*What this task involves*
Would you retype each of the records exactly as shown?

Items from a data source
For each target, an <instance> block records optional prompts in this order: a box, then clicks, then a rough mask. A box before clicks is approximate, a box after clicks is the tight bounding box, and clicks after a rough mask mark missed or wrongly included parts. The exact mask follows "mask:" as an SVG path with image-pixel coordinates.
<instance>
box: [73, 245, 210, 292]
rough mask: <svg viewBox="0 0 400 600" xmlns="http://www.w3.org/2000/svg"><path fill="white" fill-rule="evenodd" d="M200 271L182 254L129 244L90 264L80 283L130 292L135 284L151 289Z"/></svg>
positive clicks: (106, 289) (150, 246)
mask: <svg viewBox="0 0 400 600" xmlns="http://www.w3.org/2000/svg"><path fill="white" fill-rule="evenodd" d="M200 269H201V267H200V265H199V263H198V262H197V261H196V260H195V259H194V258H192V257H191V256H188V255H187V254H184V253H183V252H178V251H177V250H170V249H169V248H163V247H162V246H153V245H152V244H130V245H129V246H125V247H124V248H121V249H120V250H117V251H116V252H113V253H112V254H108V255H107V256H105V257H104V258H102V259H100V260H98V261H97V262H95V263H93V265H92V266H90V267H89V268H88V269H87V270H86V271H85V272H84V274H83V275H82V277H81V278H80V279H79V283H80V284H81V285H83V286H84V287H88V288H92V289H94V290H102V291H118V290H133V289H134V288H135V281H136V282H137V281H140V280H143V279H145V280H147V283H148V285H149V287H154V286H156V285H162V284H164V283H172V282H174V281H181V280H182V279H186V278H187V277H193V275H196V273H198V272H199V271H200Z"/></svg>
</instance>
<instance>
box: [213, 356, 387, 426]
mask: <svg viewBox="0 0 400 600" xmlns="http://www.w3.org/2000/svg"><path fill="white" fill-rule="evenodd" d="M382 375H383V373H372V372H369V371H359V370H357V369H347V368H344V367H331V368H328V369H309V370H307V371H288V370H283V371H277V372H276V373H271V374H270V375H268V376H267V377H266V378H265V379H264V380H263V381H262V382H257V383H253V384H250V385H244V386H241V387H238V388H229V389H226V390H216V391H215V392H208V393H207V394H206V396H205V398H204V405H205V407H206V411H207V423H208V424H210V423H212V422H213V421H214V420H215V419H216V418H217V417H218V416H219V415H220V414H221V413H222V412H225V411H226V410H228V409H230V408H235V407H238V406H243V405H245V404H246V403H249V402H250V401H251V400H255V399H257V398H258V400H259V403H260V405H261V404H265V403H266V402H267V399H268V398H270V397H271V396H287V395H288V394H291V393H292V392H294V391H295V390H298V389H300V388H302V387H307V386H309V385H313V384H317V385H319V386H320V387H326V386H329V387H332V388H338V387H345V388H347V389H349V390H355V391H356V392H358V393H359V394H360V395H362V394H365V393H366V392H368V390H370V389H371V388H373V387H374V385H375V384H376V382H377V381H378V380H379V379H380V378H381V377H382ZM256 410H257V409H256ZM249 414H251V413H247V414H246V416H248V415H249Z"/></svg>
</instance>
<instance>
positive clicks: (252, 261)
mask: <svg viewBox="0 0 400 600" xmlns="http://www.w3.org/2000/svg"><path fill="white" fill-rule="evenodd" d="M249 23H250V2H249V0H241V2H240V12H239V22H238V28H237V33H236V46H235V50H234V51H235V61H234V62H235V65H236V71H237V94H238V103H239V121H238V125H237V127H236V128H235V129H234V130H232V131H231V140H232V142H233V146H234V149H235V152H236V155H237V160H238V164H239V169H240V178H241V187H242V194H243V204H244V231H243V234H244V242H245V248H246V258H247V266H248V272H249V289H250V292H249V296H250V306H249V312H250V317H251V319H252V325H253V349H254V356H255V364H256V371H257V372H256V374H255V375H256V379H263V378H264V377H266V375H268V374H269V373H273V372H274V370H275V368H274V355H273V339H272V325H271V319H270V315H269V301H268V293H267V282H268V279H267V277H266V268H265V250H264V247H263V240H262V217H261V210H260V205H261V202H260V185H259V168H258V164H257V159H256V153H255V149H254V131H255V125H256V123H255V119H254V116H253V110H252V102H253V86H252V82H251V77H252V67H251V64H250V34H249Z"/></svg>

*Response to this exercise*
For each target, an <instance> block records optional prompts in this order: a box, then clicks, then a rough mask. A box before clicks is approximate, a box after clicks is the tight bounding box, and clicks after a rough mask mark missed or wrongly included parts. The exact mask follows "mask:" as an SVG path with image-pixel coordinates.
<instance>
box: [73, 245, 210, 292]
rough mask: <svg viewBox="0 0 400 600" xmlns="http://www.w3.org/2000/svg"><path fill="white" fill-rule="evenodd" d="M200 271L182 254L129 244L90 264L80 283L130 292L135 284L151 289Z"/></svg>
positive clicks: (106, 289) (150, 246)
mask: <svg viewBox="0 0 400 600" xmlns="http://www.w3.org/2000/svg"><path fill="white" fill-rule="evenodd" d="M200 269H201V267H200V265H199V263H198V262H197V261H196V260H195V259H194V258H192V257H191V256H188V255H187V254H184V253H183V252H178V251H177V250H170V249H169V248H163V247H162V246H153V245H152V244H130V245H129V246H125V247H124V248H121V249H120V250H117V251H116V252H113V253H112V254H108V255H107V256H105V257H104V258H102V259H100V260H98V261H97V262H95V263H93V265H92V266H90V267H89V268H88V269H87V270H86V271H85V272H84V274H83V275H82V277H81V278H80V279H79V283H80V284H81V285H83V286H84V287H88V288H92V289H94V290H102V291H118V290H133V289H134V288H135V281H136V282H137V281H140V280H143V279H145V280H147V283H148V285H149V287H154V286H156V285H162V284H164V283H172V282H174V281H181V280H182V279H186V278H187V277H193V275H196V273H198V272H199V271H200Z"/></svg>
</instance>
<instance>
box: [213, 356, 387, 426]
mask: <svg viewBox="0 0 400 600" xmlns="http://www.w3.org/2000/svg"><path fill="white" fill-rule="evenodd" d="M382 375H383V373H372V372H369V371H359V370H357V369H347V368H344V367H331V368H328V369H309V370H307V371H288V370H283V371H277V372H276V373H271V374H270V375H268V376H267V377H266V378H265V379H264V380H263V381H262V382H257V383H253V384H250V385H244V386H241V387H238V388H229V389H226V390H216V391H215V392H208V393H207V394H206V396H205V398H204V405H205V407H206V411H207V423H208V424H210V423H212V422H213V421H214V420H215V419H216V418H217V417H218V416H219V415H220V414H221V413H222V412H225V411H226V410H228V409H230V408H235V407H238V406H243V405H245V404H246V403H249V402H250V401H251V400H255V399H257V398H258V400H259V403H260V405H261V404H265V403H266V402H267V399H268V398H270V397H271V396H287V395H288V394H291V393H292V392H294V391H295V390H298V389H300V388H302V387H307V386H309V385H313V384H317V385H319V386H320V387H326V386H329V387H332V388H338V387H345V388H347V389H349V390H355V391H356V392H358V393H359V394H360V395H362V394H365V393H366V392H368V390H370V389H371V388H373V387H374V385H375V384H376V382H377V381H378V380H379V379H380V378H381V377H382ZM256 410H257V409H256ZM249 414H251V413H247V414H246V416H248V415H249Z"/></svg>
</instance>
<instance>
positive clicks: (252, 261)
mask: <svg viewBox="0 0 400 600" xmlns="http://www.w3.org/2000/svg"><path fill="white" fill-rule="evenodd" d="M249 23H250V2H249V0H241V2H240V12H239V22H238V28H237V33H236V46H235V50H234V51H235V61H234V62H235V65H236V71H237V94H238V103H239V121H238V125H237V127H236V128H235V129H234V130H232V131H231V140H232V142H233V146H234V149H235V152H236V155H237V160H238V164H239V169H240V178H241V187H242V194H243V204H244V231H243V234H244V242H245V248H246V258H247V266H248V272H249V289H250V292H249V296H250V306H249V312H250V317H251V319H252V325H253V349H254V356H255V364H256V371H257V372H256V374H255V375H256V379H263V378H264V377H266V375H268V374H269V373H273V372H274V370H275V368H274V355H273V339H272V325H271V319H270V315H269V301H268V293H267V282H268V279H267V277H266V268H265V250H264V247H263V240H262V217H261V210H260V205H261V202H260V185H259V168H258V164H257V159H256V153H255V149H254V131H255V125H256V123H255V119H254V116H253V110H252V102H253V86H252V82H251V77H252V67H251V64H250V34H249Z"/></svg>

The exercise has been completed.